Document excerpt:
===============

Attackers constantly find new ways to attack and infect Linux boxes using more and more sophisticated techniques and tools. As defenders, we need to stay up to date with adversaries, understand their TTPs and be able to respond quickly. The combination of low-level network and endpoint visibility is crucial to achieving that goal. For DFIR needs
we could go even further with proactive forensics inspections. This training will guide you through different attack-detection-inspection-response use cases and teach critical aspects of how to handle Linux incidents properly.
This course helps create and understand low-level Linux attack paths, improve your Linux detection coverage, see in action many Open Source DFIR/defensive projects, and understand the need for Linux telemetry, especially including Kubernetes clusters where Runtime Security solutions are a must these days. The techniques and attack paths covered in this training include many different implementations of eBPF, XDP, Ftrace, Kprobe, Uprobe, Netfilter, Systemtap, PAM, SSHD, HTTPD/Nginx, LD_PRELOAD-based code samples, and PoCs. Detection and forensics layers include LKRG, bpftool, Velociraptor IR, OSQuery, CLI-based /proc/ and /sys/ analysis, memory forensics with Volatility 2/3 Framework with the semi-automated RAM acquisition, Sysmon4Linux, Falco, Tracee, Sysdig, Tetragon, Sandfly Security, Zeek IDS, Suricata IDS, Moloch/Arkime FPC, Yara rules and more.

===============

Provided data:
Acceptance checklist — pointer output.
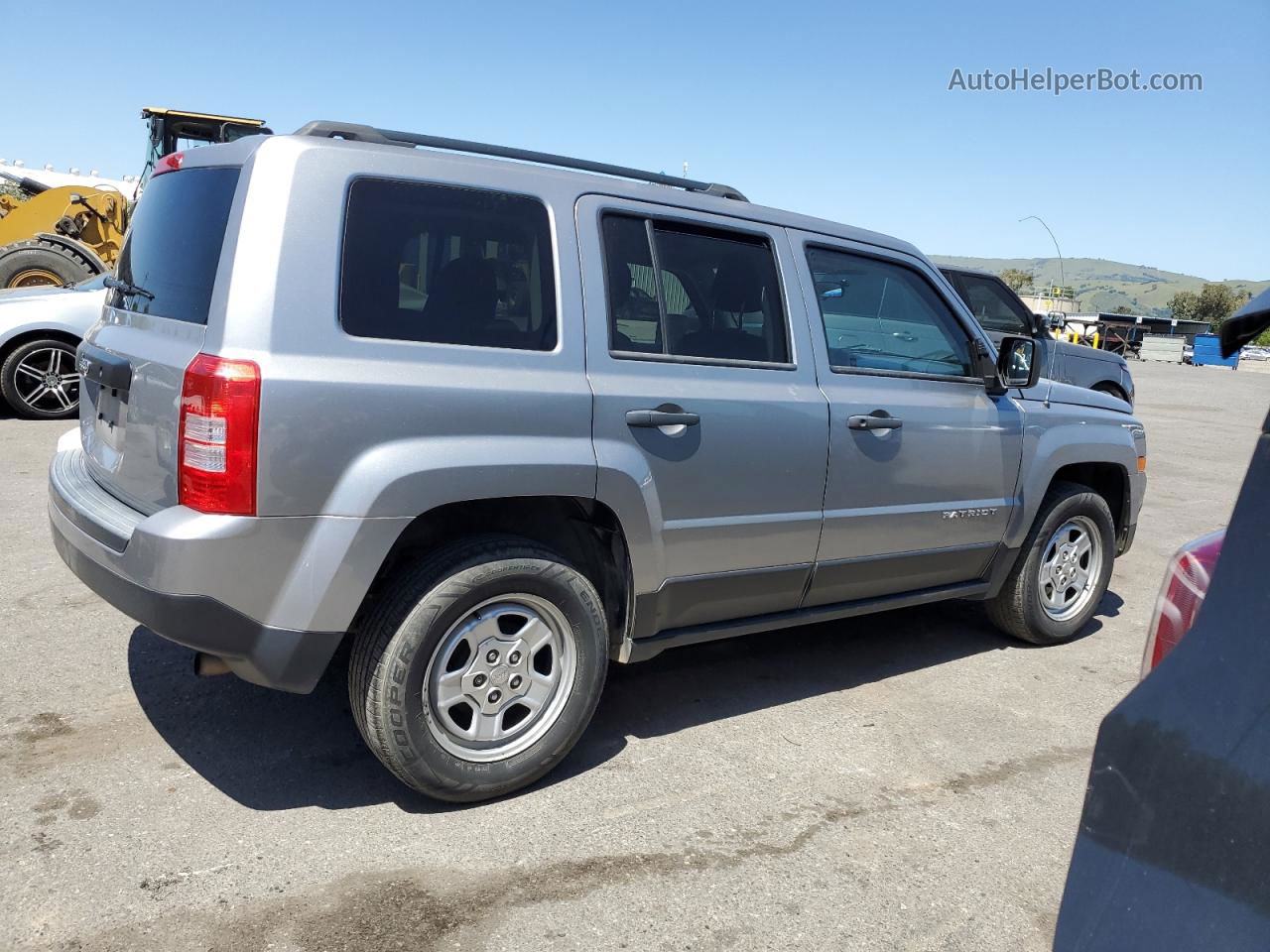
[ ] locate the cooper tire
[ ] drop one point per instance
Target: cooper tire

===============

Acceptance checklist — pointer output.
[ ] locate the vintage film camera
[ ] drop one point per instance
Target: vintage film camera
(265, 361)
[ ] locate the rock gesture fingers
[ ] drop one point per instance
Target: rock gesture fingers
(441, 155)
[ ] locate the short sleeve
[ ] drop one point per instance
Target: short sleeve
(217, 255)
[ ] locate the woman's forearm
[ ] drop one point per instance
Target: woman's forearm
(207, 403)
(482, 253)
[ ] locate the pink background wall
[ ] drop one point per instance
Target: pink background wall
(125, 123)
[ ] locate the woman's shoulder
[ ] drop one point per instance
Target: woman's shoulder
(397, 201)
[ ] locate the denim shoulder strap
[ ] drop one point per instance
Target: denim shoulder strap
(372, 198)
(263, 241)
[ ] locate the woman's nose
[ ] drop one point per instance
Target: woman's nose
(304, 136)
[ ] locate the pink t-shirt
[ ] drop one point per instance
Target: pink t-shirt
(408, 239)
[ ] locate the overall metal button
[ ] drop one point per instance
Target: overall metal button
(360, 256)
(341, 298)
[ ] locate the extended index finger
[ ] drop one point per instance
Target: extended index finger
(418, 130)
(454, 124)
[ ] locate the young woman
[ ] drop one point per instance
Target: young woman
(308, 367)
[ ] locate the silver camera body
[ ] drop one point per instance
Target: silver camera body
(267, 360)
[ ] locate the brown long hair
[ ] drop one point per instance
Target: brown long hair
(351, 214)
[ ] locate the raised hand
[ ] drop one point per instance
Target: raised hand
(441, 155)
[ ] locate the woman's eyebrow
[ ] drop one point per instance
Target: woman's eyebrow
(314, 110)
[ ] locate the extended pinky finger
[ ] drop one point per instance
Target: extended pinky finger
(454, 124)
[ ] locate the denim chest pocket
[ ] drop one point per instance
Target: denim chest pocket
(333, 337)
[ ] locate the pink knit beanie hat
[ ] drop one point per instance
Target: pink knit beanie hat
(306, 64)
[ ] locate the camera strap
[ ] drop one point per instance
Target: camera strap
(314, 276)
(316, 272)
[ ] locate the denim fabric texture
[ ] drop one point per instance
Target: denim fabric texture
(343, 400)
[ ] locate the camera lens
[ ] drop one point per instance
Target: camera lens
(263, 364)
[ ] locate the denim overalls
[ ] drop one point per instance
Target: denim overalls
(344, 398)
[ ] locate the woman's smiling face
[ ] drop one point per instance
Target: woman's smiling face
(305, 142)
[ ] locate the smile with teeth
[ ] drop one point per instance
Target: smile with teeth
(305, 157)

===============

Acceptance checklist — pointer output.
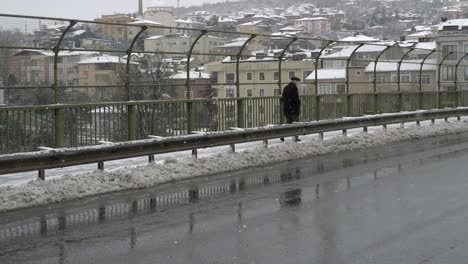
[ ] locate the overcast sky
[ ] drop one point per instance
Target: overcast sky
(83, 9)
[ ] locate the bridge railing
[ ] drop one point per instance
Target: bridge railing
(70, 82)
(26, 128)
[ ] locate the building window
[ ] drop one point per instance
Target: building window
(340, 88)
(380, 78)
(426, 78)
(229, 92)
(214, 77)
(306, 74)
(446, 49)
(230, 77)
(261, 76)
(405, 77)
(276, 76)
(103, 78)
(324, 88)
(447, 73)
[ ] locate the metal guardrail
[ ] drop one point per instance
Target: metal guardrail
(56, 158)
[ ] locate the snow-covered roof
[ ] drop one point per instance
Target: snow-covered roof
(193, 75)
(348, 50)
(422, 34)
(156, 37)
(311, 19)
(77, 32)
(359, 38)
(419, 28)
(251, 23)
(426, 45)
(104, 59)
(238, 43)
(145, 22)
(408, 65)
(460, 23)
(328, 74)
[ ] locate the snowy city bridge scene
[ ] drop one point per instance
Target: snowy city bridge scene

===============

Activity:
Can you carry on the Linux incident response course description above, starting right after its last sentence?

Expected answer:
The hands-on content has been divided into user-space and kernel-space sub-sections. When you are done, dig deeper and create your own custom attack paths, then improve your detection coverage. Purple teaming for life!
If you want to enhance your understanding of Linux x86/x64 internals and stay prepared for Linux threats, this course is a must have!
Through the hands-on labs, you will gain a perfect understanding of important DFIR Linux/Network internals and investigation steps needed to get the full picture of Linux attack paths including post-exploitation activities and artifacts left behind.
Dive into the world of Linux syscall hooking techniques, see hands-on how rootkits work in well-prepared Detection PurpleLabs Cyber Range, analyze and modify the source codes, find interesting behavior patterns in binaries and logs, learn what telemetry is needed to catch modern Linux threat actors, and find how to proactively validate and improve detection coverage with step-by-step Linux adversary emulations.